Exercise description
Return the data verbatim from its first line up to and including the line that contains "[[[208,456],[208,394],[205,382],[185,385],[185,460],[205,461]]]".

Exercise input
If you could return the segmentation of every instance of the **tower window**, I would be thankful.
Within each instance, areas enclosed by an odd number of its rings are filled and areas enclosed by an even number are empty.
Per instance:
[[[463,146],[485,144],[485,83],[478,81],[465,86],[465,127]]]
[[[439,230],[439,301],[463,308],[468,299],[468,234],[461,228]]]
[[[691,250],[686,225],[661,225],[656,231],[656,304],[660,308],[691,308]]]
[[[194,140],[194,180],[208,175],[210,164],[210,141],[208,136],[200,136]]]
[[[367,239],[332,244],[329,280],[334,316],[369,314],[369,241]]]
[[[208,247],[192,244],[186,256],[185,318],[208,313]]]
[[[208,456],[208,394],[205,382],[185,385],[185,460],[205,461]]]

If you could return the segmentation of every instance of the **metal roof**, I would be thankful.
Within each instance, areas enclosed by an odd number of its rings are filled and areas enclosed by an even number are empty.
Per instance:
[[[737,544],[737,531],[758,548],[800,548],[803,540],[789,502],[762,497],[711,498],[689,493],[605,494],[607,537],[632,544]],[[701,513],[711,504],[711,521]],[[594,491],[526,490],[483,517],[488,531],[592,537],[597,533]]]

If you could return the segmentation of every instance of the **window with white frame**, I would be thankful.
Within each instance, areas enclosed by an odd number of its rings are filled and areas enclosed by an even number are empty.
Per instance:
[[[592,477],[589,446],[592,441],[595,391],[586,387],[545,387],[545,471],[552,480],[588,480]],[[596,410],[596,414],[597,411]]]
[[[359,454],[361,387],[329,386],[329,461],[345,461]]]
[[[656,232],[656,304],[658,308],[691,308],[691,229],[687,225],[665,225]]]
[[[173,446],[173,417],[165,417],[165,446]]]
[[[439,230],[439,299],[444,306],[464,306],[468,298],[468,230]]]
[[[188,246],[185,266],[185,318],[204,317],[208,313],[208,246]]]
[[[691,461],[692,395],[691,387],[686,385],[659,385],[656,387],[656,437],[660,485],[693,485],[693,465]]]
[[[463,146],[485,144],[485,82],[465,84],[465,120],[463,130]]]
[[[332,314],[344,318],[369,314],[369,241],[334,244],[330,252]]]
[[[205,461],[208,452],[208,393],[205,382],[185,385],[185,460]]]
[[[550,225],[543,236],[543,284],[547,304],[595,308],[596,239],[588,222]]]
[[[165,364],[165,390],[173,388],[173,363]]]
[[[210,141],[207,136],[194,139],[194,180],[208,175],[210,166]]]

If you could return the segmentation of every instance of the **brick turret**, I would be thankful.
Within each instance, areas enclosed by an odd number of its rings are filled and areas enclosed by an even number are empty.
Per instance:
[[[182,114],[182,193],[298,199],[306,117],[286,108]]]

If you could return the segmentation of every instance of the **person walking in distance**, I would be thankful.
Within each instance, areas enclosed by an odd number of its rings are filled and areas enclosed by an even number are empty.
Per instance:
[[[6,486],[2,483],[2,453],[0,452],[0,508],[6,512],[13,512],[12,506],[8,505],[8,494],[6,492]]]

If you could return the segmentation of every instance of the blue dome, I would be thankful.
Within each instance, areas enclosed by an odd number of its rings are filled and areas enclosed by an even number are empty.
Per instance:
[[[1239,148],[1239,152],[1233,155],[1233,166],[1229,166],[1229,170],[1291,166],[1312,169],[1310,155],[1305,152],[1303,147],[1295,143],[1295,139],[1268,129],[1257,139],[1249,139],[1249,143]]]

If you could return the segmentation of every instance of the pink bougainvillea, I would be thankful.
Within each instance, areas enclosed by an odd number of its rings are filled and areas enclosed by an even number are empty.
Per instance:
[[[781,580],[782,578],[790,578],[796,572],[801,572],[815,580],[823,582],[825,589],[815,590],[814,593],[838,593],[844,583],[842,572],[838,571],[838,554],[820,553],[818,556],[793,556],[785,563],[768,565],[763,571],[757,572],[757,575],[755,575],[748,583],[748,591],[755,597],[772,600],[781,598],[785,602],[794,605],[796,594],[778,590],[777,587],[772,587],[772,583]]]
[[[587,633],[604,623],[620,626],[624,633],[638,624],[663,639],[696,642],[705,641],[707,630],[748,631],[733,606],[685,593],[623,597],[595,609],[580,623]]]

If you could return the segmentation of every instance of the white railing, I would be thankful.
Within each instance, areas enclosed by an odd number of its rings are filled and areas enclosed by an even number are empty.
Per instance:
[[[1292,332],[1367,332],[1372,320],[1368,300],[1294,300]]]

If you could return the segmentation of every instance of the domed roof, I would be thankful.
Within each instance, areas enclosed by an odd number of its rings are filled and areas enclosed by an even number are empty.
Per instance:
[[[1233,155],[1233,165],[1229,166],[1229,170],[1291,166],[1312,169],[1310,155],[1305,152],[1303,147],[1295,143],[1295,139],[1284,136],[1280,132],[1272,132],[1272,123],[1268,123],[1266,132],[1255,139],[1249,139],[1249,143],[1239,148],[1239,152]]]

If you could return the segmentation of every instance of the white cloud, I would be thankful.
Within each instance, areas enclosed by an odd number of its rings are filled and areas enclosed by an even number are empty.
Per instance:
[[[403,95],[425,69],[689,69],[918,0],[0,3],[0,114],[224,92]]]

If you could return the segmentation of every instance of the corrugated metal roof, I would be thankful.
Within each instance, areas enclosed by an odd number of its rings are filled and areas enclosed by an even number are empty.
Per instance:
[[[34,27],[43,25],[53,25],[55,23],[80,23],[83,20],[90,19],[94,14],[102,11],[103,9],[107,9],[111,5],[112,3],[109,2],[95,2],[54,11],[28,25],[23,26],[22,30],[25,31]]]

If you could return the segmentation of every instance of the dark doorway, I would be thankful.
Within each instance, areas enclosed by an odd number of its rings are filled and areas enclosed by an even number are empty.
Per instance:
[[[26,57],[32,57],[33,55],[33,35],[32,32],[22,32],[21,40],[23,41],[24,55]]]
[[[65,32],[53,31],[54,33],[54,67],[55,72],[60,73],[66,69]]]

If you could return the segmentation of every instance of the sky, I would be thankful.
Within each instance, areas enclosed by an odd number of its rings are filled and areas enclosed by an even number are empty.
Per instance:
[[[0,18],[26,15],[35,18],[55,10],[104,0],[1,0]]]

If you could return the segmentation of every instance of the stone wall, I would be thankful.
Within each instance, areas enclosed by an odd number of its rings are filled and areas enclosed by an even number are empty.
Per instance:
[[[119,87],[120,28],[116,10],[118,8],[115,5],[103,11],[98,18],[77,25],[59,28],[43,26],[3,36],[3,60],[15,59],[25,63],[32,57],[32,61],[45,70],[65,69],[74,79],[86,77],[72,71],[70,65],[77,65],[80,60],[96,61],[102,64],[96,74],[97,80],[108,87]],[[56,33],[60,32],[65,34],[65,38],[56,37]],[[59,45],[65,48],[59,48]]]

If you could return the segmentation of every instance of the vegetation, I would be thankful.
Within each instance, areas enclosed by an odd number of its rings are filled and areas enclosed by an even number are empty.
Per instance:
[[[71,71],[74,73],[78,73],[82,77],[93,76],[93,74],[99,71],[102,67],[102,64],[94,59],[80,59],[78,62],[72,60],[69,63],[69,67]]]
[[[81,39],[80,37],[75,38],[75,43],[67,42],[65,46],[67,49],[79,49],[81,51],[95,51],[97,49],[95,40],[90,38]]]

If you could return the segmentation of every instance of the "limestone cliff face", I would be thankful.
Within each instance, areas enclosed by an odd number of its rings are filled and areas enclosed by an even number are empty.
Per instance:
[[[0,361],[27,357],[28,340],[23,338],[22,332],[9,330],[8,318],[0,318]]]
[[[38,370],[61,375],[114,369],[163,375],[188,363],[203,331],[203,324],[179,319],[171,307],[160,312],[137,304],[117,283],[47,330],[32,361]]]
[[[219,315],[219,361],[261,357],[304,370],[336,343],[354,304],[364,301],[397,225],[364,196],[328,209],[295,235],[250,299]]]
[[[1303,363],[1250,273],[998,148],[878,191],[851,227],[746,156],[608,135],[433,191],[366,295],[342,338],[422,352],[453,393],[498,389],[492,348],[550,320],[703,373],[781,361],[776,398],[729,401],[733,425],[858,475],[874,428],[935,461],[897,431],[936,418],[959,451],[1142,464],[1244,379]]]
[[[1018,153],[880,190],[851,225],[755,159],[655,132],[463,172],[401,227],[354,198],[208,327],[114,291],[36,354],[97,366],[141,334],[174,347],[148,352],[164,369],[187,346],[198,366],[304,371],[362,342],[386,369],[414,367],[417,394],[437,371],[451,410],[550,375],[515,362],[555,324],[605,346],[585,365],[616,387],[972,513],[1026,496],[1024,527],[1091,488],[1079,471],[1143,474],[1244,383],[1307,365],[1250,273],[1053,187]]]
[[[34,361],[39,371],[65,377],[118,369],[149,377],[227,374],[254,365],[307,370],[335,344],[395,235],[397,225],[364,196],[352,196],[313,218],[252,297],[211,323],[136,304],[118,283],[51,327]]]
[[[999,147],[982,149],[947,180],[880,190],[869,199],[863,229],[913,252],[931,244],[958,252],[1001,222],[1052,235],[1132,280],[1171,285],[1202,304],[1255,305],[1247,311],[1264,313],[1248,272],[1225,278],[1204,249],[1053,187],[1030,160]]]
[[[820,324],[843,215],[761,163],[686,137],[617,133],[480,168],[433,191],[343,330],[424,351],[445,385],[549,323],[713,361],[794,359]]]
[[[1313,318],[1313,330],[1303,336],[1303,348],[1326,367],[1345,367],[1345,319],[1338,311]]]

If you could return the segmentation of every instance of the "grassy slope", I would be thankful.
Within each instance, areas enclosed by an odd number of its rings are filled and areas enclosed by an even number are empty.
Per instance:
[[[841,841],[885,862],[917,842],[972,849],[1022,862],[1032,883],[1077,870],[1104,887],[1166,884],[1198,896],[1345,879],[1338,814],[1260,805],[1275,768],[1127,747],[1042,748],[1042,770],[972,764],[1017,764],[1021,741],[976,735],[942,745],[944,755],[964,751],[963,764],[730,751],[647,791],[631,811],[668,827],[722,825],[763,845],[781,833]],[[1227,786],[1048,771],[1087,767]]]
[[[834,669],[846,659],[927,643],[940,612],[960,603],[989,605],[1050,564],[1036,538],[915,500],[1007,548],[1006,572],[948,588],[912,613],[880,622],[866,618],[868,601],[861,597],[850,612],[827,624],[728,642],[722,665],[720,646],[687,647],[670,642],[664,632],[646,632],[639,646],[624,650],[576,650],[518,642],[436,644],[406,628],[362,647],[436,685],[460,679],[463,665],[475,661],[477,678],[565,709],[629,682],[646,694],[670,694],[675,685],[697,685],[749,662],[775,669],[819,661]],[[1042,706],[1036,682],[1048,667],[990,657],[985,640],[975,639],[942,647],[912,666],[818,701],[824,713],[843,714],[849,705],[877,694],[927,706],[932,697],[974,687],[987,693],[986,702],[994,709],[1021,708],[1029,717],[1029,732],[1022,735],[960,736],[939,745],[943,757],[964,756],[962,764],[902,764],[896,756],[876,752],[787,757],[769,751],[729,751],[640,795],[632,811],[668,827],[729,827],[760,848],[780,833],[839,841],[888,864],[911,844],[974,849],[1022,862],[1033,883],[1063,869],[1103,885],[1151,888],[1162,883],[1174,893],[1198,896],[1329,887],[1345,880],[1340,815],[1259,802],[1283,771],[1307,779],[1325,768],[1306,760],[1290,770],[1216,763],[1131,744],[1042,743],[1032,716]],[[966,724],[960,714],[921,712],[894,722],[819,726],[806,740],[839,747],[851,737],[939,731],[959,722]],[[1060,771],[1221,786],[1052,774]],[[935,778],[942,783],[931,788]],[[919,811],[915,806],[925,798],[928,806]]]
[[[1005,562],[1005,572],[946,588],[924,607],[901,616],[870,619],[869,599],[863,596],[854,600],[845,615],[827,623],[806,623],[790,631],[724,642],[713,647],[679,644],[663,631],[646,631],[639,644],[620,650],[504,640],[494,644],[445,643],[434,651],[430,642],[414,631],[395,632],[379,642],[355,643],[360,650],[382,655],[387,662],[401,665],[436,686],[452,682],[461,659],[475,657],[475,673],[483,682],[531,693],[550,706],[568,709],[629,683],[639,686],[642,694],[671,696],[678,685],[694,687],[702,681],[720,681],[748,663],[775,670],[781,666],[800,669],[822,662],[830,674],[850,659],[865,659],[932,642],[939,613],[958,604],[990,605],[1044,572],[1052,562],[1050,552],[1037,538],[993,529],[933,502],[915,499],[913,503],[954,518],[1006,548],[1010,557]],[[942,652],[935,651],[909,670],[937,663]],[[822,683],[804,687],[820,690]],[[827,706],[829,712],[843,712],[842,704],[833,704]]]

Problem solution
If you could return the segmentation of every instance of the **tower window**, I would be thankful.
Within each instance, areas enclosed by an odd number of its rings are filled and areas enclosed by an even number are empty.
Per instance:
[[[463,146],[485,144],[485,83],[478,81],[465,86],[465,127]]]
[[[439,230],[439,301],[463,308],[468,299],[468,234],[461,228]]]
[[[691,250],[686,225],[661,225],[656,231],[656,304],[660,308],[691,308]]]
[[[194,140],[194,180],[208,175],[210,164],[210,141],[208,136],[200,136]]]
[[[367,239],[332,244],[329,280],[334,316],[369,314],[369,241]]]
[[[208,247],[192,244],[186,256],[185,318],[208,313]]]
[[[208,456],[208,394],[205,382],[185,385],[185,460],[205,461]]]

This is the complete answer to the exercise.